# Task to complete:
Every line of the entries below that carries the string "folding" should be copied.

(Point localization data)
· · ·

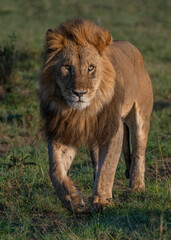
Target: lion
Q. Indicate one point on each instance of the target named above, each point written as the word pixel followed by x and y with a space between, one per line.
pixel 96 91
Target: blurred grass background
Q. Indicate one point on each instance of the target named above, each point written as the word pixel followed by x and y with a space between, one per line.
pixel 29 208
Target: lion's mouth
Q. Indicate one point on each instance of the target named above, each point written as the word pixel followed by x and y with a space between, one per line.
pixel 79 104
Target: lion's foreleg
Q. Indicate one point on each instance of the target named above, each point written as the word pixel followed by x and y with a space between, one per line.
pixel 94 153
pixel 60 160
pixel 139 143
pixel 108 160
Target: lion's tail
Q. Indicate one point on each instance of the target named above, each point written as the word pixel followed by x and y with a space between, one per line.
pixel 126 150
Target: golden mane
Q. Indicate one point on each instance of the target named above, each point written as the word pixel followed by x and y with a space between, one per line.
pixel 93 124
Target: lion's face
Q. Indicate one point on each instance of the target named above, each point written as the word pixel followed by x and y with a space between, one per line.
pixel 78 74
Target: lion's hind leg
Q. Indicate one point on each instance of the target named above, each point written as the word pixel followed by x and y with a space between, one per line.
pixel 60 160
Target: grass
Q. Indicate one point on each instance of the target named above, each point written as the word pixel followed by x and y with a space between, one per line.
pixel 29 208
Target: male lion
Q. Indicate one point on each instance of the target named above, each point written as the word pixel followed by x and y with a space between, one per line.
pixel 94 90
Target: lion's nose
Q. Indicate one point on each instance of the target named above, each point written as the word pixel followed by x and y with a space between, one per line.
pixel 79 93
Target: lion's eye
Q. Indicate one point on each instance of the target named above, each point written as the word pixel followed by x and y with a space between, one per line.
pixel 68 67
pixel 91 68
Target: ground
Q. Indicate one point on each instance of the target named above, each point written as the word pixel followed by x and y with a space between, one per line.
pixel 29 208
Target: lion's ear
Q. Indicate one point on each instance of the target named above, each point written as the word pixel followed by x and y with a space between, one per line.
pixel 54 40
pixel 103 39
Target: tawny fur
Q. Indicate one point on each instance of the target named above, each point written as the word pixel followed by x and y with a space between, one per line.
pixel 117 90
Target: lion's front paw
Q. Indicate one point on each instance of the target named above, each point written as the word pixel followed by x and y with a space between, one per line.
pixel 136 188
pixel 100 204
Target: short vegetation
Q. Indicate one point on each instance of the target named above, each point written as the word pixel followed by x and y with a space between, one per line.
pixel 29 208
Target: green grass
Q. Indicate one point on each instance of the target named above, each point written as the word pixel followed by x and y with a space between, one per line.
pixel 29 208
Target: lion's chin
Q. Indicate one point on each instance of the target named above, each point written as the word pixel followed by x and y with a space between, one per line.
pixel 78 105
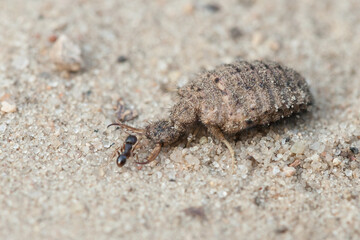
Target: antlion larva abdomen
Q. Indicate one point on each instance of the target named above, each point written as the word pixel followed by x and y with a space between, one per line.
pixel 243 94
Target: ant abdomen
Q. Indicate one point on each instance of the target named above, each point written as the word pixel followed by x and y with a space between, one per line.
pixel 121 160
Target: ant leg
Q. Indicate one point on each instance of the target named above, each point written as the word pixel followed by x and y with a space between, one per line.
pixel 195 133
pixel 132 129
pixel 218 134
pixel 153 154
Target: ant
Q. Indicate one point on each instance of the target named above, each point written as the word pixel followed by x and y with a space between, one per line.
pixel 127 150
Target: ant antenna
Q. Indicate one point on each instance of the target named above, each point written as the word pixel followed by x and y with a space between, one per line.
pixel 132 129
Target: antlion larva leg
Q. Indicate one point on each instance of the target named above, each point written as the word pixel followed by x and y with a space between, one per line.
pixel 218 134
pixel 155 152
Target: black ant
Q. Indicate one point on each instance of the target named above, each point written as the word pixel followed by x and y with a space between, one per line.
pixel 127 150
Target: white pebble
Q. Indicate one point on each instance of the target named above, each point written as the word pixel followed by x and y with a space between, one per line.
pixel 298 147
pixel 289 171
pixel 348 172
pixel 276 170
pixel 20 62
pixel 3 128
pixel 336 161
pixel 66 55
pixel 8 107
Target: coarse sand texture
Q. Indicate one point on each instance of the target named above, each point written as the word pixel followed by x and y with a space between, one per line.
pixel 68 69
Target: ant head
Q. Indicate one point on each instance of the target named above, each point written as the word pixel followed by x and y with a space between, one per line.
pixel 163 132
pixel 131 139
pixel 121 160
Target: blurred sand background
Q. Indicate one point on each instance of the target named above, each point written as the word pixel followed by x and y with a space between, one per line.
pixel 297 179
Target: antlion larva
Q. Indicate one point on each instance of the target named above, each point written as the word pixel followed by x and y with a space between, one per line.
pixel 229 99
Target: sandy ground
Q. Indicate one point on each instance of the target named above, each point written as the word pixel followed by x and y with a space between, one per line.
pixel 58 179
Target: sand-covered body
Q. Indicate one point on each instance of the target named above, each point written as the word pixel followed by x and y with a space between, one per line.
pixel 243 94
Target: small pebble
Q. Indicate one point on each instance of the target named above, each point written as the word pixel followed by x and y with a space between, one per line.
pixel 20 62
pixel 52 38
pixel 235 33
pixel 289 171
pixel 212 7
pixel 257 39
pixel 298 148
pixel 66 55
pixel 354 150
pixel 336 161
pixel 122 59
pixel 8 107
pixel 348 172
pixel 2 128
pixel 203 140
pixel 276 170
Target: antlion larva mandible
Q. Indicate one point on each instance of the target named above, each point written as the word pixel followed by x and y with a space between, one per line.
pixel 229 99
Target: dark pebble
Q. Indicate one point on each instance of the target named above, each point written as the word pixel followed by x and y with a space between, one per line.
pixel 212 7
pixel 122 59
pixel 354 150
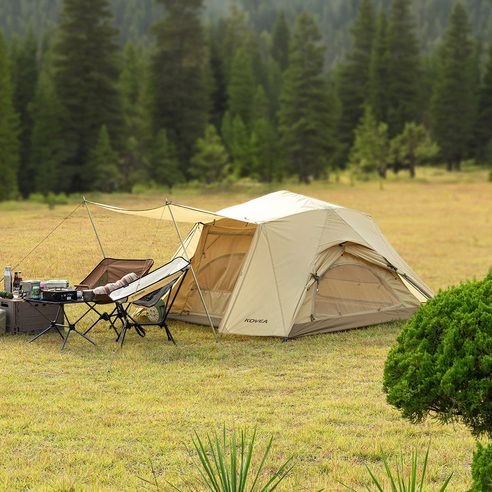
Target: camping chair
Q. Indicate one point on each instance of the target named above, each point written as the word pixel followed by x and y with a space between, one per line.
pixel 107 271
pixel 147 292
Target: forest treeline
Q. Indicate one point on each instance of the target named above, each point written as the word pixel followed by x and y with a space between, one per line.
pixel 225 100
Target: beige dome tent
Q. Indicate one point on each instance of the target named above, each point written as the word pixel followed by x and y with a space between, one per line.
pixel 287 265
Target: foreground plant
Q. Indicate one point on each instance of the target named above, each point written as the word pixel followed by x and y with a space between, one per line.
pixel 226 468
pixel 400 483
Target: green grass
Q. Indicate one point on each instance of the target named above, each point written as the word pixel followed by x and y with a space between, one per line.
pixel 68 424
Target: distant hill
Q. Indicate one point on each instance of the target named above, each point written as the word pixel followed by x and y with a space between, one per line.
pixel 134 17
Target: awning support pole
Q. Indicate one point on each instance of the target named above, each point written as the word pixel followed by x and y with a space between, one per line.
pixel 192 270
pixel 94 227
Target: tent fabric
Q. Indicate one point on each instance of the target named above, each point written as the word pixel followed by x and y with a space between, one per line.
pixel 287 265
pixel 297 246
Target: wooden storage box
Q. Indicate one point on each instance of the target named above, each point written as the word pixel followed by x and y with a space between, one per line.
pixel 24 319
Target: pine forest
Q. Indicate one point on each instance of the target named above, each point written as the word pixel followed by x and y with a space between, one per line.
pixel 103 95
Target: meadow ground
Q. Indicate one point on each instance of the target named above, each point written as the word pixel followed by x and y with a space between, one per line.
pixel 66 423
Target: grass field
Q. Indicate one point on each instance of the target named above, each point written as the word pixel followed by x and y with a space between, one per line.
pixel 66 423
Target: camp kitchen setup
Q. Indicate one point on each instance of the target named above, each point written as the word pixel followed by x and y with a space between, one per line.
pixel 282 265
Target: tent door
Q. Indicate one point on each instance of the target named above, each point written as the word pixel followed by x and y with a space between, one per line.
pixel 348 288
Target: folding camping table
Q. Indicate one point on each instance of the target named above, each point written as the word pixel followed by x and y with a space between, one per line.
pixel 147 291
pixel 56 326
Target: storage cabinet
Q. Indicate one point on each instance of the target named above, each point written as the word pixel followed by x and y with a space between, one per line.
pixel 26 319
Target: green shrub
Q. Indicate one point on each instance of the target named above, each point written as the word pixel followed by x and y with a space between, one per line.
pixel 398 481
pixel 482 469
pixel 442 364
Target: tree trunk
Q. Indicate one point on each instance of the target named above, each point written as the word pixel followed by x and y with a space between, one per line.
pixel 412 166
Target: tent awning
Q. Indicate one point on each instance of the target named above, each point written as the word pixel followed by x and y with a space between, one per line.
pixel 181 213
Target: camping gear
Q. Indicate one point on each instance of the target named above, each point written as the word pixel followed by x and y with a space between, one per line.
pixel 59 295
pixel 149 291
pixel 287 265
pixel 3 322
pixel 7 279
pixel 24 318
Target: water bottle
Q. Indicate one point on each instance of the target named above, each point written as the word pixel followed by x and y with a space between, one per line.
pixel 7 279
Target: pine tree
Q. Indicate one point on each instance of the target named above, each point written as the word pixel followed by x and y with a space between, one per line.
pixel 279 49
pixel 306 113
pixel 102 167
pixel 241 88
pixel 240 148
pixel 484 126
pixel 131 86
pixel 86 62
pixel 404 68
pixel 379 72
pixel 24 79
pixel 266 164
pixel 9 130
pixel 180 102
pixel 353 76
pixel 412 147
pixel 209 163
pixel 47 144
pixel 164 163
pixel 453 101
pixel 370 152
pixel 236 37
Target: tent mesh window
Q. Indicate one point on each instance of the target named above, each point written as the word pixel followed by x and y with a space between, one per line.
pixel 350 289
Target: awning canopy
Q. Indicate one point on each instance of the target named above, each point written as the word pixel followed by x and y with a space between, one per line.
pixel 181 213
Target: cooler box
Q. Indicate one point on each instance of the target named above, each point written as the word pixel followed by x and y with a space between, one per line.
pixel 3 321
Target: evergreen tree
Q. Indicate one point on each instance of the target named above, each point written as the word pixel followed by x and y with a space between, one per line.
pixel 24 79
pixel 86 75
pixel 306 113
pixel 404 68
pixel 209 163
pixel 218 89
pixel 235 37
pixel 266 163
pixel 279 49
pixel 240 148
pixel 164 163
pixel 47 144
pixel 261 105
pixel 453 100
pixel 131 86
pixel 102 167
pixel 241 88
pixel 484 126
pixel 9 130
pixel 353 76
pixel 180 102
pixel 412 147
pixel 379 72
pixel 370 152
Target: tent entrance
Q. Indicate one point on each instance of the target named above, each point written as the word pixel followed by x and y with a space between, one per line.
pixel 217 261
pixel 353 286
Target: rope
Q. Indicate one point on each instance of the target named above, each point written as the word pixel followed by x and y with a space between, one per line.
pixel 39 244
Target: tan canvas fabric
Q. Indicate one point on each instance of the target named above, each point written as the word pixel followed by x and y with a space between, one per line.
pixel 258 265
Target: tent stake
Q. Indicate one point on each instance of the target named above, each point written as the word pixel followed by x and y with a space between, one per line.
pixel 192 270
pixel 93 226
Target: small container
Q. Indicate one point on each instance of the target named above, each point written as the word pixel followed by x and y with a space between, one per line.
pixel 88 295
pixel 36 292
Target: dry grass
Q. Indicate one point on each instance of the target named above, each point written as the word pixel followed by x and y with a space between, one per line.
pixel 66 423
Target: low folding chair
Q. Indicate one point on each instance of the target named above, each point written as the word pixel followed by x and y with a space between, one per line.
pixel 147 292
pixel 107 271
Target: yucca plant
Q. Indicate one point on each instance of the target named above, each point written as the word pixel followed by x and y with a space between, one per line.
pixel 400 483
pixel 226 468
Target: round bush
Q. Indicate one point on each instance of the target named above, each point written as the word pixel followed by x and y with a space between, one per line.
pixel 442 364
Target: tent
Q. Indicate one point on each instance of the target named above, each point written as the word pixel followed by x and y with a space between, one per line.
pixel 287 265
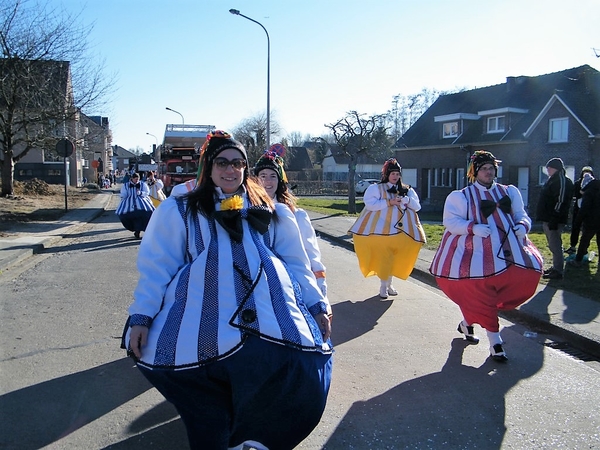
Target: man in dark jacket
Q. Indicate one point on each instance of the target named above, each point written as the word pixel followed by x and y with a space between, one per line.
pixel 577 195
pixel 589 215
pixel 553 211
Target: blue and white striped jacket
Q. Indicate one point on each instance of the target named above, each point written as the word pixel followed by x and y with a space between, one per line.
pixel 200 293
pixel 134 198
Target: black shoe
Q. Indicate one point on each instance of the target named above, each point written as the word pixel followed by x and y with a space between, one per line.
pixel 498 353
pixel 468 332
pixel 553 275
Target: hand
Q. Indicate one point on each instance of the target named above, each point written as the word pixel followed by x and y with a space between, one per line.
pixel 322 285
pixel 520 230
pixel 481 230
pixel 324 325
pixel 138 338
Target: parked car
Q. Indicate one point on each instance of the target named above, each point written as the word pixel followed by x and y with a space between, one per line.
pixel 363 184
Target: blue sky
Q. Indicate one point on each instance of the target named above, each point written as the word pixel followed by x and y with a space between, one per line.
pixel 327 56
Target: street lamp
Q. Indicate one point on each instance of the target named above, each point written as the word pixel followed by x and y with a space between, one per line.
pixel 182 120
pixel 236 12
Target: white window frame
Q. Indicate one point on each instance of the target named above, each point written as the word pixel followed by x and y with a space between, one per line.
pixel 449 130
pixel 494 124
pixel 558 130
pixel 543 174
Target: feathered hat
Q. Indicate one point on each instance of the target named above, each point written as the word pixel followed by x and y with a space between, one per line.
pixel 271 160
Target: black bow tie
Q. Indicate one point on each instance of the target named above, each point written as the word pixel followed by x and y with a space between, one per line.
pixel 489 206
pixel 259 218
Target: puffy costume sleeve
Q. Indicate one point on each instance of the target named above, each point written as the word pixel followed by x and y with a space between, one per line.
pixel 309 239
pixel 288 245
pixel 160 256
pixel 414 203
pixel 144 189
pixel 518 208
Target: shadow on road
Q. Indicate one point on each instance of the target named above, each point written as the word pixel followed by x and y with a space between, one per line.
pixel 458 407
pixel 353 319
pixel 38 415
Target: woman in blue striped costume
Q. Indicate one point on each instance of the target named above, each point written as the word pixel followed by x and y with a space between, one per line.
pixel 136 207
pixel 228 322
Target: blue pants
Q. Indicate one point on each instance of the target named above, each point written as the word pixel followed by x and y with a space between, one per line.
pixel 264 392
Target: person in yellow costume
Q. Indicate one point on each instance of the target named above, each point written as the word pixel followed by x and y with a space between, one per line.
pixel 388 234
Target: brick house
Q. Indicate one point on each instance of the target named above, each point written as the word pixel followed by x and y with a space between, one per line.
pixel 523 122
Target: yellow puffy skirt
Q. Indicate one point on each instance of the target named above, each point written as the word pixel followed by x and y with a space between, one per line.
pixel 386 256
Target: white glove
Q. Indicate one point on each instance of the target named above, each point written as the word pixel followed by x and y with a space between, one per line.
pixel 520 230
pixel 482 230
pixel 404 202
pixel 322 285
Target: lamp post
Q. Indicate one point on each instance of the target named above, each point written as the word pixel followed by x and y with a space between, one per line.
pixel 237 13
pixel 182 120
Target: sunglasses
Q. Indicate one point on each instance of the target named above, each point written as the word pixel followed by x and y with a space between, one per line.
pixel 223 163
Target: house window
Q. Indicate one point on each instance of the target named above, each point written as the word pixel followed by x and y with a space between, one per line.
pixel 496 124
pixel 543 173
pixel 51 156
pixel 559 130
pixel 450 129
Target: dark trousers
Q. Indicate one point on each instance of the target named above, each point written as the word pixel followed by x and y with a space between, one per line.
pixel 575 227
pixel 264 392
pixel 586 237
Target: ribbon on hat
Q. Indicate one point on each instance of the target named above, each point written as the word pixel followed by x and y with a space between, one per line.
pixel 258 217
pixel 489 206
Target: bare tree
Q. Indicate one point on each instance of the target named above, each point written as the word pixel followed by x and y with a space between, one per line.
pixel 357 135
pixel 406 109
pixel 47 77
pixel 297 139
pixel 252 132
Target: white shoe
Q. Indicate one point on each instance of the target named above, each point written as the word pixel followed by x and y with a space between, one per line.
pixel 383 291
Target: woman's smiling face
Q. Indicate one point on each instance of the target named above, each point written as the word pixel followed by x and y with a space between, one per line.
pixel 228 178
pixel 269 180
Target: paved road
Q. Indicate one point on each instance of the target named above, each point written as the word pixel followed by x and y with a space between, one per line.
pixel 403 377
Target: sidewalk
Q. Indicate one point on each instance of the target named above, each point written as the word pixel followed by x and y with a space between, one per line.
pixel 551 311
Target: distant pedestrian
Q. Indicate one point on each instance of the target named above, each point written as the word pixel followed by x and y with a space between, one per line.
pixel 155 185
pixel 587 174
pixel 135 208
pixel 588 219
pixel 388 234
pixel 553 211
pixel 485 262
pixel 270 172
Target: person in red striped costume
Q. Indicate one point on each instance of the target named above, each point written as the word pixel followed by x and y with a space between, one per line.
pixel 485 261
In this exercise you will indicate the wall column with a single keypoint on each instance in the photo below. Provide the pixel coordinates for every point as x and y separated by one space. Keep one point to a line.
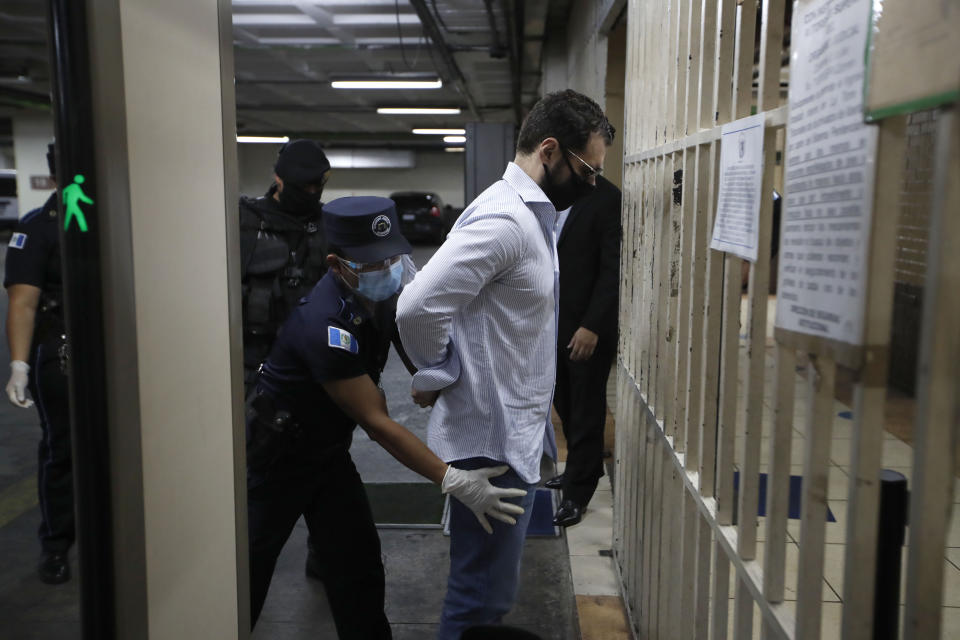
163 113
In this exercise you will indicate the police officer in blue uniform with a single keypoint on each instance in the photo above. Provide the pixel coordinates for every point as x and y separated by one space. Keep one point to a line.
37 341
318 383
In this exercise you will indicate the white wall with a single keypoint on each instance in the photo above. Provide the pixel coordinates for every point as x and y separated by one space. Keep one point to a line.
436 171
581 62
6 158
31 135
174 385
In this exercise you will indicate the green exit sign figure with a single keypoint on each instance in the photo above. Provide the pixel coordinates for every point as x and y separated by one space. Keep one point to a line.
73 195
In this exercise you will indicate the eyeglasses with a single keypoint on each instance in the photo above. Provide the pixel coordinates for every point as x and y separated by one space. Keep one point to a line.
591 172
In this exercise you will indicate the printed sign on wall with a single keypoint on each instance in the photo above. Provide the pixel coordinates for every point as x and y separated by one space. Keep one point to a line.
829 174
741 174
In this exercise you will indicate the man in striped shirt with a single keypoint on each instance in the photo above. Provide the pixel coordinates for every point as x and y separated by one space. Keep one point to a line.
479 321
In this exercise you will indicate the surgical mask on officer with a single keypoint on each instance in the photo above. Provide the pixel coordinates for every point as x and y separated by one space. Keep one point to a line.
564 194
298 201
378 285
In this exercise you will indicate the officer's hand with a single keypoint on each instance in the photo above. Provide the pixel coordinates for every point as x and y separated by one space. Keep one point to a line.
473 488
582 344
424 398
17 385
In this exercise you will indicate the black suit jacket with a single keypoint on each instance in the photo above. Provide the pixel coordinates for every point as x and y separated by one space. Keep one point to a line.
589 250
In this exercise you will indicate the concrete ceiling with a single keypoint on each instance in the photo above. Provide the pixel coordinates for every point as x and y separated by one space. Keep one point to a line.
286 53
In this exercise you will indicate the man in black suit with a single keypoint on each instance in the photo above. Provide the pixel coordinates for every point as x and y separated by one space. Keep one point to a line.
589 250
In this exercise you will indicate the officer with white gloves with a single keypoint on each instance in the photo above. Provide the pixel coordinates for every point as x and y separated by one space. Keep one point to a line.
37 341
318 383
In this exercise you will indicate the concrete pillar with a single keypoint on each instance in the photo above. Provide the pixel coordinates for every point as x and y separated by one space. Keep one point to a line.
31 135
616 75
163 112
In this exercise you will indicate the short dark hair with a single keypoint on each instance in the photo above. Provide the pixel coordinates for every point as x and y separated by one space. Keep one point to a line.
568 116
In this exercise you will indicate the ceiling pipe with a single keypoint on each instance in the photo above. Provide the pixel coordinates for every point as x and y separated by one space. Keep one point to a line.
433 32
496 46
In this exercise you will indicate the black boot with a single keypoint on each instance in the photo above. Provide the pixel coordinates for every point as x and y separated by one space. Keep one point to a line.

· · ·

# Reply to the task:
Target: folding camping table
Target: low folding chair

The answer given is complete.